§ PROMPT
All of the records below should be output exactly.

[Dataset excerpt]
▽
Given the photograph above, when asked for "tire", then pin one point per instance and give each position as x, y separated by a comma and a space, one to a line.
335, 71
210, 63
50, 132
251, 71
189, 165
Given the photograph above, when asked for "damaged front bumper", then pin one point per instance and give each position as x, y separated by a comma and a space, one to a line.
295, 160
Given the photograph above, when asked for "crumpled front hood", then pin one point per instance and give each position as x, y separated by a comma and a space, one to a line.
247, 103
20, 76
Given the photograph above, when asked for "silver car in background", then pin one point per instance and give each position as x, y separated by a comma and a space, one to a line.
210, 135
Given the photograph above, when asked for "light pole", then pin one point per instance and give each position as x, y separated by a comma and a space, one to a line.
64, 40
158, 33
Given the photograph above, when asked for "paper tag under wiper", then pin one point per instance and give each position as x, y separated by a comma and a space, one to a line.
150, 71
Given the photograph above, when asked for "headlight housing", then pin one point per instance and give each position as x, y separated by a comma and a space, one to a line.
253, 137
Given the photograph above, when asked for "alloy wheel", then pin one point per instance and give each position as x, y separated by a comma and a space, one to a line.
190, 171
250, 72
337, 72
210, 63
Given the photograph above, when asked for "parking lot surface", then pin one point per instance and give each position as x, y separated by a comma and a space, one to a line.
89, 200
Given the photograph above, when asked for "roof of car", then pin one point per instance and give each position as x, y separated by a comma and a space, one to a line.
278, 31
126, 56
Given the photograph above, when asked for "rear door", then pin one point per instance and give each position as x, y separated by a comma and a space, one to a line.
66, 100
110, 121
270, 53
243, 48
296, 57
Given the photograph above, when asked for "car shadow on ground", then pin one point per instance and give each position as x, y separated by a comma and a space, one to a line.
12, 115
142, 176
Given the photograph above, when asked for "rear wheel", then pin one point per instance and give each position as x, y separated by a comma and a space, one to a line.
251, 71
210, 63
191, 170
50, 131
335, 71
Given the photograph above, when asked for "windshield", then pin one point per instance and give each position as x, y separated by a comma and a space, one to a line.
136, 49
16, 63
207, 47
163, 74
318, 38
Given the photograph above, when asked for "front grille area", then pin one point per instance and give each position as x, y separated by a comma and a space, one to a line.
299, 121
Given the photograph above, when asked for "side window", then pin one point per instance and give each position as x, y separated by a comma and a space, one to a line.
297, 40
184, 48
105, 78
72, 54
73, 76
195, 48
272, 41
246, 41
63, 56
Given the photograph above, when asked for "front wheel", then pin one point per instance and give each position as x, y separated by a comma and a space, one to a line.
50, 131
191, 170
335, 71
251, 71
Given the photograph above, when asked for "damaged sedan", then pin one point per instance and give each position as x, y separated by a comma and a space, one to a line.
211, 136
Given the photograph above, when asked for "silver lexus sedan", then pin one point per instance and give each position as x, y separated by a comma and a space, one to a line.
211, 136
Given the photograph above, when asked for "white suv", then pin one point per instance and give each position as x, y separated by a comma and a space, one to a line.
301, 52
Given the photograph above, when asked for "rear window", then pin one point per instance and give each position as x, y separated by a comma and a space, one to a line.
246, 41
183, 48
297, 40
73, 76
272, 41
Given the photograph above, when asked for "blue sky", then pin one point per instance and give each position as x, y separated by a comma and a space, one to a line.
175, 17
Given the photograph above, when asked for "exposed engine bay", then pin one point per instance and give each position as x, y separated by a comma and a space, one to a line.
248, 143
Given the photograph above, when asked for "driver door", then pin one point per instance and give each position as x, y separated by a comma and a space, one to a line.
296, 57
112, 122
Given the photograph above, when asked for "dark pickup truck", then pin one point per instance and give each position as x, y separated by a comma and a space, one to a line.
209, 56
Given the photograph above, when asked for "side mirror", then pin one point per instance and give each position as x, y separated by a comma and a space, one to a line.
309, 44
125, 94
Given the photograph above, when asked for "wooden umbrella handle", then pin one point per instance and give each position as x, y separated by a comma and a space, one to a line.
△
§ THE SOLUTION
Given the photograph above, when asked for "tire", then pin one point per instance and give each position as x, y separated by a comma and a space, one to a line.
335, 71
210, 63
50, 132
251, 71
189, 165
Given the photograph above, when asked for "damaged front bumper", then pin one point per instance and give each position as x, y separated by a comma and a space, one to a line.
295, 160
Given the photograph above, when asked for "crumpled front hood", then pin one point per instance and give each position as x, y separated by a comma and a space, one to a line.
247, 103
20, 76
Given the photograph above, when asked for "silver car in background", then pin one point per instance and give each position as x, y separated by a comma and a space, one to a line.
210, 135
Given the photograph above, when asked for "light pole", then pin one point per instance and give each position as x, y separated by a comma and a space, one to a line.
64, 40
158, 33
Given the photograph above, when asked for "paper tag under wiper", then pin one point per instance and give each position as x, y separated by a comma and a space, one to a line.
150, 71
Given the photograph above, when asked for "headlight housing", then pin one point per instance and give each position as x, y separated by a comma and a space, one to a line.
253, 137
Given the photograph above, when asked for "alloy wheel", then pin one point per instance and give each position as x, y separated by a comma and a space, one to a line.
190, 171
250, 72
337, 72
210, 63
Given the photograph above, when asked for "parking lot surface", then pin one point per instance and give each position as x, y separated by a comma and a space, one to a line.
89, 200
Given the photograph above, when asked for "roof of car", then pin one point per instance and give each position as x, y separated by a comma and a space, one to a line.
278, 31
126, 56
Given the photograph above, when asked for "rear door", then pin one point per instance and give each position as x, y separated by a comma and a space, one to a line.
66, 100
110, 121
270, 53
243, 48
296, 57
Given the photograph above, when asked for "car shadow on ground", then pin one point per instance and give each position as x, y separated by a comma and a space, one to a line.
12, 115
142, 176
Given the photograph above, when asked for "rear wheel", then pin one point per instance and give each position as x, y separated by a comma and a space, one to a line.
251, 71
210, 63
191, 170
50, 131
335, 71
Given the photograph above, when asked for "windshield", then pin one point per instance and give each position as x, y separated by a comma and a space, one to a line.
136, 49
16, 63
207, 47
163, 74
318, 38
Given the photograph above, when asked for "front grille area", then pin one point per instance and give each position as x, y separated by a comma and a space, one to a line.
299, 121
Given the photograph above, when asked for "side window", then pin one point per instance and give each position as x, y separated by a comma and a space, one to a line.
297, 40
184, 48
105, 78
72, 54
73, 76
195, 48
272, 41
246, 41
63, 56
Given the photograph above, when asked for "front wheel", then pin one point per instance and give each position as x, y separated by a comma and a space, one to a line.
50, 131
191, 170
335, 71
251, 71
Given the photograph above, when asked for "damaged sedan", then pin one point per instance and give each position as x, y separated by a comma and a space, one to a line.
211, 136
Given the photograph above, when asked for "silver lexus sedan", then pin one point per instance and give each position as x, y separated by a comma and a space, one to a line.
211, 136
Given the photograph above, when asked for "white suv", then pin one point per instance and give each position as x, y separated by a comma and a space, one to a line.
301, 52
Given the photograph above, when asked for "rear window", then pin one point per instance and give each position as x, y separated by a comma and a space, one to a line.
246, 41
183, 48
297, 40
73, 76
272, 41
Given the photograph above, when asked for "blue sky", then pin one point per instance and give each position as x, y separated by a comma and a space, one to a line.
175, 17
Given the photograph above, when asked for "exposed engine bay", then pin one point per instance and give each position as x, y separated by a comma and a space, one to a line.
248, 143
Given the photograph above, when asked for "driver door", then pin one point per instance and give each position as x, y separated by a comma and a space, one to a line.
296, 57
112, 122
Given the photograph above, when asked for "dark pickup truck", then pin one point per instance and give each position as x, y separated by a comma and a space, one to a line.
209, 56
Given the photograph above, when asked for "side mirror", then pin one point per instance and give each position as x, y separated by a comma and a space, one to a line.
309, 44
125, 94
Given the photograph above, when asked for "wooden umbrella handle", then pin one point per instance and give each position as x, y separated by a comma and a space, one to a line.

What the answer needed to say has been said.